Region pointing data
++++

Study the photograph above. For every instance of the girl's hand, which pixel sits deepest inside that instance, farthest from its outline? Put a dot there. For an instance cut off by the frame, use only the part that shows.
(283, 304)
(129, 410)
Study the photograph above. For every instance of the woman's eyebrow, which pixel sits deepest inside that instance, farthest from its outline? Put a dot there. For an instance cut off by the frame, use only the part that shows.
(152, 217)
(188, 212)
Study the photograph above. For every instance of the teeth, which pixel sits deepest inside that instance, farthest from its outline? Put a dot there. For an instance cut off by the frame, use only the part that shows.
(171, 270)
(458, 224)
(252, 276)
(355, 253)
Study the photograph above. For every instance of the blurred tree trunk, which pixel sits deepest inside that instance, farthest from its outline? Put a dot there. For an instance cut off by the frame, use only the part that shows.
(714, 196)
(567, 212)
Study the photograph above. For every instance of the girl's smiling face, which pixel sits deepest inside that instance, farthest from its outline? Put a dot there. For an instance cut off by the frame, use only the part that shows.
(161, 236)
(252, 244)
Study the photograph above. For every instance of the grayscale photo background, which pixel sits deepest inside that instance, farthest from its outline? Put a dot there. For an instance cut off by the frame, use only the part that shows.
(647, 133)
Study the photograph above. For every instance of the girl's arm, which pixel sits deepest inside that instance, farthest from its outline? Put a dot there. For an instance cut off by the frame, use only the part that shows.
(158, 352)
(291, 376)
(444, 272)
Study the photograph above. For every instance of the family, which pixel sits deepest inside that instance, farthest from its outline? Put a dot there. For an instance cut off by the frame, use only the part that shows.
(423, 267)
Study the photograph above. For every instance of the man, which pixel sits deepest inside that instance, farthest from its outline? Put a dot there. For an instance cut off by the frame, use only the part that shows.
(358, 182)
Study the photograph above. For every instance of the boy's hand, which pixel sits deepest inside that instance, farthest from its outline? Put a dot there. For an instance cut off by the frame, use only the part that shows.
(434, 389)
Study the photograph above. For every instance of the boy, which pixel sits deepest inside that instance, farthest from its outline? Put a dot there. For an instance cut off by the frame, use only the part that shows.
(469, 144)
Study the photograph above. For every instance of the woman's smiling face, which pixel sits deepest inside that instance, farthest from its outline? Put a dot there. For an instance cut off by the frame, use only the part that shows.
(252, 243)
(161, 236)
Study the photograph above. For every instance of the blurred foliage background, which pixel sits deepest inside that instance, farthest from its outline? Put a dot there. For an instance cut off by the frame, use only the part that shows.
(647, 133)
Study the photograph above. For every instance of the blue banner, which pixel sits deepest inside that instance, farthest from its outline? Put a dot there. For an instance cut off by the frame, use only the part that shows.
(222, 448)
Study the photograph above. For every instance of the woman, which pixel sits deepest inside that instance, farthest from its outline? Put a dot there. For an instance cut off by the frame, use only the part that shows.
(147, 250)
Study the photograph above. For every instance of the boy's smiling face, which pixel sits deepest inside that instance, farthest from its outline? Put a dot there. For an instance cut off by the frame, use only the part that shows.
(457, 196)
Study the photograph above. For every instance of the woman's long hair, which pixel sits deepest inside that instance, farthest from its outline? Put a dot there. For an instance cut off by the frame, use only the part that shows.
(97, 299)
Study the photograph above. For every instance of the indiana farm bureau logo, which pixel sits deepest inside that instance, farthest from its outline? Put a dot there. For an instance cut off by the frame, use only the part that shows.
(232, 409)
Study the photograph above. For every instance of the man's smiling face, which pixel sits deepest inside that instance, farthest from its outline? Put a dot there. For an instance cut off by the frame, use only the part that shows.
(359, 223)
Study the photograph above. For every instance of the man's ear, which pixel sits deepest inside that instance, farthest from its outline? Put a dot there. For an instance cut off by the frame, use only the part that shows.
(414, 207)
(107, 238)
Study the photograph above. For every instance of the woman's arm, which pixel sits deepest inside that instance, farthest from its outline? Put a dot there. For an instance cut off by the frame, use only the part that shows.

++++

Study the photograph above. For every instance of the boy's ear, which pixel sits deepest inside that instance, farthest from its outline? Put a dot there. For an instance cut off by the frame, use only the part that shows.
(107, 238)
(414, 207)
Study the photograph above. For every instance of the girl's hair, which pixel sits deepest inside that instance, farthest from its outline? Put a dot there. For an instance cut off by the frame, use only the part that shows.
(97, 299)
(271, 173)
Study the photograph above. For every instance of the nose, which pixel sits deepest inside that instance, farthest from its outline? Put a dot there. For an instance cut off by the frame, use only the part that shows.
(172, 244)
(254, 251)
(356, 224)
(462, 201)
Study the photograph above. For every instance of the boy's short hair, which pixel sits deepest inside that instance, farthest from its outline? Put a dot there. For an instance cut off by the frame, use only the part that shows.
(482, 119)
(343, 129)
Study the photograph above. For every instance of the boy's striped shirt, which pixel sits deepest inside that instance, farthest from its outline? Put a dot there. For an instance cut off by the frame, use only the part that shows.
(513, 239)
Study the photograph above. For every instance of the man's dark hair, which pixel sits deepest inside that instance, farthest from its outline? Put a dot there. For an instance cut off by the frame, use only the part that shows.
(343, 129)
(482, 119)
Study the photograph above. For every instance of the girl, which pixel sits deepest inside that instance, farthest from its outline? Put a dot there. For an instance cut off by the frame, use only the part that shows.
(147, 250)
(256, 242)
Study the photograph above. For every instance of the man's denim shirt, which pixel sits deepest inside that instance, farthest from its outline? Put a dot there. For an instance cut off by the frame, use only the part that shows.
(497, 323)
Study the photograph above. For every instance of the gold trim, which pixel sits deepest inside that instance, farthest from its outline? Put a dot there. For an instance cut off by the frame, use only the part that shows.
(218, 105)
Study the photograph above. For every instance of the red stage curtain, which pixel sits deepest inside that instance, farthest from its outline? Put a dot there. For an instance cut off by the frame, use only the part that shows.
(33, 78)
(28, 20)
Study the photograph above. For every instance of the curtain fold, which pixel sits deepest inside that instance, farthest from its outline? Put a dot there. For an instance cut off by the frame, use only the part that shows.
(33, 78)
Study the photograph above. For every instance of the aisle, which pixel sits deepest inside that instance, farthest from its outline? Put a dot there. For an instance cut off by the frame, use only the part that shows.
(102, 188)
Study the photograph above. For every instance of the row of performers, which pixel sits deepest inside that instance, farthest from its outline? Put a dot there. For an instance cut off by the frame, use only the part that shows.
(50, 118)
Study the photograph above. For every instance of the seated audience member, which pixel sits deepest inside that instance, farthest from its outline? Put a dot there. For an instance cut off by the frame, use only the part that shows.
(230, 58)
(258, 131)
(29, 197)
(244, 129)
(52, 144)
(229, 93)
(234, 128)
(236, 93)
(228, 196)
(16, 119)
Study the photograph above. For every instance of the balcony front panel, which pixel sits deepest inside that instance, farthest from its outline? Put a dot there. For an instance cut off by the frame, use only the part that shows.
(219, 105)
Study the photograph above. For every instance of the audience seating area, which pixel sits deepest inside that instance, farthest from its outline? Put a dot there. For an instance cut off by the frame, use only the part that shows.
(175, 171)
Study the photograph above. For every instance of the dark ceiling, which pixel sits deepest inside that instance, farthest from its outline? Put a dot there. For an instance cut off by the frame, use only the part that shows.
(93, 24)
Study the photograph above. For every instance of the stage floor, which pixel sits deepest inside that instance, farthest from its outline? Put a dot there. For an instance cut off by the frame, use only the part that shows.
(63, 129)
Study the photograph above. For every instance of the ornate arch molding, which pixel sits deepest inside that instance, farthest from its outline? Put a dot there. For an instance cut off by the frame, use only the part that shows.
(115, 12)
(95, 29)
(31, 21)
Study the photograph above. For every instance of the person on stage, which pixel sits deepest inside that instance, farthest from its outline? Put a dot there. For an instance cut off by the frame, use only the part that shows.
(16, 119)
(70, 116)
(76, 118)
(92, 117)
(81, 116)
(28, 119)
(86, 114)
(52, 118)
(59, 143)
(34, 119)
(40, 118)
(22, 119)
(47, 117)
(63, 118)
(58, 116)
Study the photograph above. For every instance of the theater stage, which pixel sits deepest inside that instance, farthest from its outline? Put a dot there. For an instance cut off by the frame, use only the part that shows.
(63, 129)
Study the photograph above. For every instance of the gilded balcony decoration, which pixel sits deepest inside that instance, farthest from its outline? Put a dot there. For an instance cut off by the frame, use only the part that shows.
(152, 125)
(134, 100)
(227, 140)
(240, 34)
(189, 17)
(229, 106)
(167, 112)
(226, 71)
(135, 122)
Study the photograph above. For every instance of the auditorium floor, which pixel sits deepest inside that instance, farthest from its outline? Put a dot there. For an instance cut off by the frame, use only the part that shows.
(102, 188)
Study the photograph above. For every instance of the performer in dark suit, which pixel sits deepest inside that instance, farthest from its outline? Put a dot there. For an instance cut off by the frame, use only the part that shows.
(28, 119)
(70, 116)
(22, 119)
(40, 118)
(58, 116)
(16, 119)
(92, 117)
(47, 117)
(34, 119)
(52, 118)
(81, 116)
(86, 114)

++++

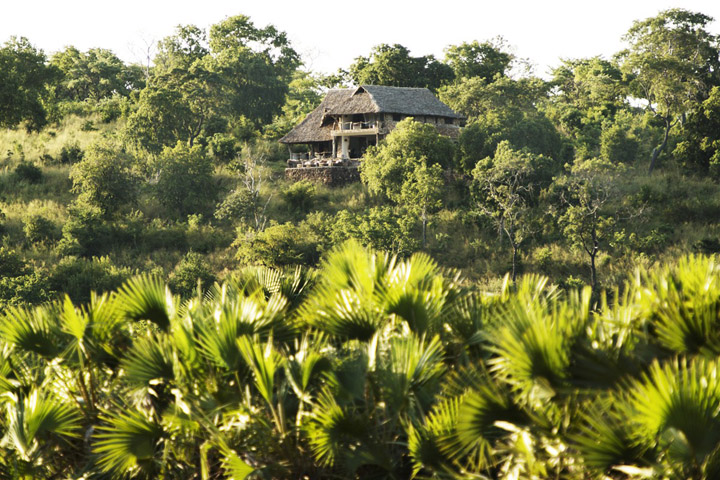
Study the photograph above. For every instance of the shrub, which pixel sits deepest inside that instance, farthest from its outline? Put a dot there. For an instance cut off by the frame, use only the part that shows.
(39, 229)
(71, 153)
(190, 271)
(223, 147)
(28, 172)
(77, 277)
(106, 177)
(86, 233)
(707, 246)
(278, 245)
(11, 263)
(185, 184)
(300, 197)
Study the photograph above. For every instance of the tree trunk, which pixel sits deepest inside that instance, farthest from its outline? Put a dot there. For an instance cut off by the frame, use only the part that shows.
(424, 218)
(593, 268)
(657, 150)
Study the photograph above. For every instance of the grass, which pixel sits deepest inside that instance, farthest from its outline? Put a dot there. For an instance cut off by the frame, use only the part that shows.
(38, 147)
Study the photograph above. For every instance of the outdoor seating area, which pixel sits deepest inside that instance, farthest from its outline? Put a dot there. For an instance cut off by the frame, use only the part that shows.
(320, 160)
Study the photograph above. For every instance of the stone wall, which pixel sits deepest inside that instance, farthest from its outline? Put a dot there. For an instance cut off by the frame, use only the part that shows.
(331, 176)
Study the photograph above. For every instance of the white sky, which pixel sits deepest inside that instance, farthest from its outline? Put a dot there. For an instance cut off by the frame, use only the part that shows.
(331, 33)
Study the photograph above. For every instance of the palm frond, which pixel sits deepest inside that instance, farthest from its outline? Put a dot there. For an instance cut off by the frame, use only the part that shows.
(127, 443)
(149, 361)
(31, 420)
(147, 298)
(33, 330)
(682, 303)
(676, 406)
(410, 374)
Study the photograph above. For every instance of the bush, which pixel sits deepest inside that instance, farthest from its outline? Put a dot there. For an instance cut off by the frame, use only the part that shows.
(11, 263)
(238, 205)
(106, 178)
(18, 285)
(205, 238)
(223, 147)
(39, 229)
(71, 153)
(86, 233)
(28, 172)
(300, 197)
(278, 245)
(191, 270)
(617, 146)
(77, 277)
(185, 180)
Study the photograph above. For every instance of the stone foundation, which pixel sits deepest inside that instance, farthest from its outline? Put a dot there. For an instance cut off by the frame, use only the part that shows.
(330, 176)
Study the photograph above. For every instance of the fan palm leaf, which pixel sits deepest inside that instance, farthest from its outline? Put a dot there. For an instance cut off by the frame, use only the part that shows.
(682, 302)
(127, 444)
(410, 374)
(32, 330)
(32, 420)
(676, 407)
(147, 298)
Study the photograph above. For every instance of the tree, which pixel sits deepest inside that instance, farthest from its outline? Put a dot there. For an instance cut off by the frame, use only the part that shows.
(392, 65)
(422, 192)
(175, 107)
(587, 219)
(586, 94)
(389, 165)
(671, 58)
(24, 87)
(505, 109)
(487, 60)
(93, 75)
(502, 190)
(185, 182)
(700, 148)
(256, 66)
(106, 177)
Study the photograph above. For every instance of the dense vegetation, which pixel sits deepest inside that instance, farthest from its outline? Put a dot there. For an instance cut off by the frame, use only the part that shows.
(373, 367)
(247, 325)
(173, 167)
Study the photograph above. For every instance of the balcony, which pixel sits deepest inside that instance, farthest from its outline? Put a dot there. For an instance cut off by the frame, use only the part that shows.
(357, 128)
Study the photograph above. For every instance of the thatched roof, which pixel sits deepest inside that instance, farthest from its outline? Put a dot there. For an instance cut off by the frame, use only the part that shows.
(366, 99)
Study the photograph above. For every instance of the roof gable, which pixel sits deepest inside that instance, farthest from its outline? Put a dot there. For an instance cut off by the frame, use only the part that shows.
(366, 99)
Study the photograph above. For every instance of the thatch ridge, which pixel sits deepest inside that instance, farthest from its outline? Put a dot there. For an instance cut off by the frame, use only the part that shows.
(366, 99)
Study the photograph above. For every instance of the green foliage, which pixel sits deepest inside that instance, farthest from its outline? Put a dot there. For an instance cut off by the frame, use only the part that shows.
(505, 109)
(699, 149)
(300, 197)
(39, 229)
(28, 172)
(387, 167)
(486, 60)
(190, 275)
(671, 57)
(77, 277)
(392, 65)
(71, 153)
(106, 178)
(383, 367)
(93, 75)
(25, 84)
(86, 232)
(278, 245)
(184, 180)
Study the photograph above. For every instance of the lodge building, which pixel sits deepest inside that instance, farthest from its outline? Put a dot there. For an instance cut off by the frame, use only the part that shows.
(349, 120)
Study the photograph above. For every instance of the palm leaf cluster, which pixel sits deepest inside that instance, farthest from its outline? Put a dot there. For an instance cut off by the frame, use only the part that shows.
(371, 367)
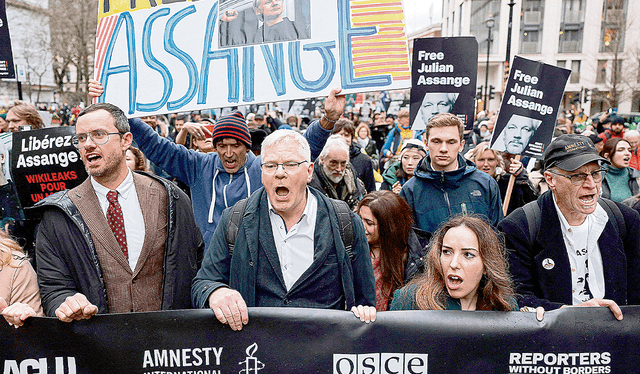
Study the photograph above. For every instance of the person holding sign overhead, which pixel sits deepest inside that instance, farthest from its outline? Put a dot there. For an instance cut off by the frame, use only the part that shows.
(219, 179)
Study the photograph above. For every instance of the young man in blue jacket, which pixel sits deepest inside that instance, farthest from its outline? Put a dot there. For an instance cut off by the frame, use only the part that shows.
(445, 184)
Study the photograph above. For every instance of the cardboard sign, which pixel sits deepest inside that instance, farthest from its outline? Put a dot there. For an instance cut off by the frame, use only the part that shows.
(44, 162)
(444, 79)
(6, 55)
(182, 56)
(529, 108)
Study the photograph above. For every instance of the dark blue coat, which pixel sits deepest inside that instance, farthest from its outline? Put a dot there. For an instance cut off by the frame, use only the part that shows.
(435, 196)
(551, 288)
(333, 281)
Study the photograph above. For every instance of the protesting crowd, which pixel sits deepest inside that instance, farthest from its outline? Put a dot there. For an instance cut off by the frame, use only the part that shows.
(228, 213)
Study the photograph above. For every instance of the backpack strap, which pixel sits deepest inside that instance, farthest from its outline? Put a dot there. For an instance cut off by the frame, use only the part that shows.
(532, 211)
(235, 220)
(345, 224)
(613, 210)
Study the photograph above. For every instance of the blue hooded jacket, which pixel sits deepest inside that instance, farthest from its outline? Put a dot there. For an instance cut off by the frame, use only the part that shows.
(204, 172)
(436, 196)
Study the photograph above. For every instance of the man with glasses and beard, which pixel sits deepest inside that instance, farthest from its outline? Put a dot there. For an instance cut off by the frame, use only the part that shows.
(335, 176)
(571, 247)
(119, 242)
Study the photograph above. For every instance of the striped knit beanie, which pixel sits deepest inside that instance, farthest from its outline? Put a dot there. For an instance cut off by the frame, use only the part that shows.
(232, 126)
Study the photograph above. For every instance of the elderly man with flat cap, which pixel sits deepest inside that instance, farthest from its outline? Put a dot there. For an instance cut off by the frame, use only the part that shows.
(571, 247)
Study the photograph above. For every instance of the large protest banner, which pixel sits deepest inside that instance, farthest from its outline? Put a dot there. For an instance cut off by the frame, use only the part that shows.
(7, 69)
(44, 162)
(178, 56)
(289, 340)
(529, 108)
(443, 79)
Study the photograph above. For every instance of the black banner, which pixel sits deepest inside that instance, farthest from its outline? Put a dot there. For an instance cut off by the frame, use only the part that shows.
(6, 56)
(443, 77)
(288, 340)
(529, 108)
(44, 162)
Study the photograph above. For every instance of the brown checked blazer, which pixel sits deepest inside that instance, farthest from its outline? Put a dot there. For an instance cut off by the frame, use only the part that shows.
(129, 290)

++++

# Task statement:
Using the data above, repeat exactly the lines that begin at the line with "man's ear, which" and end at the line with "woman's arm, which", both ends included.

# Answer space:
Study the photograph above. For every instance of the man's ear, which pixel sits deepest inside that instance, farthest from its outline? Put a dot there. For an instance cut off by the frame, use only the part that shows.
(414, 207)
(107, 238)
Study the photograph above. For every instance of the woman's arm, which pixel sits deepest inside that instance, farthest from its outline? Put a dot there. For an instance cut off by the frame, use only the part that shows.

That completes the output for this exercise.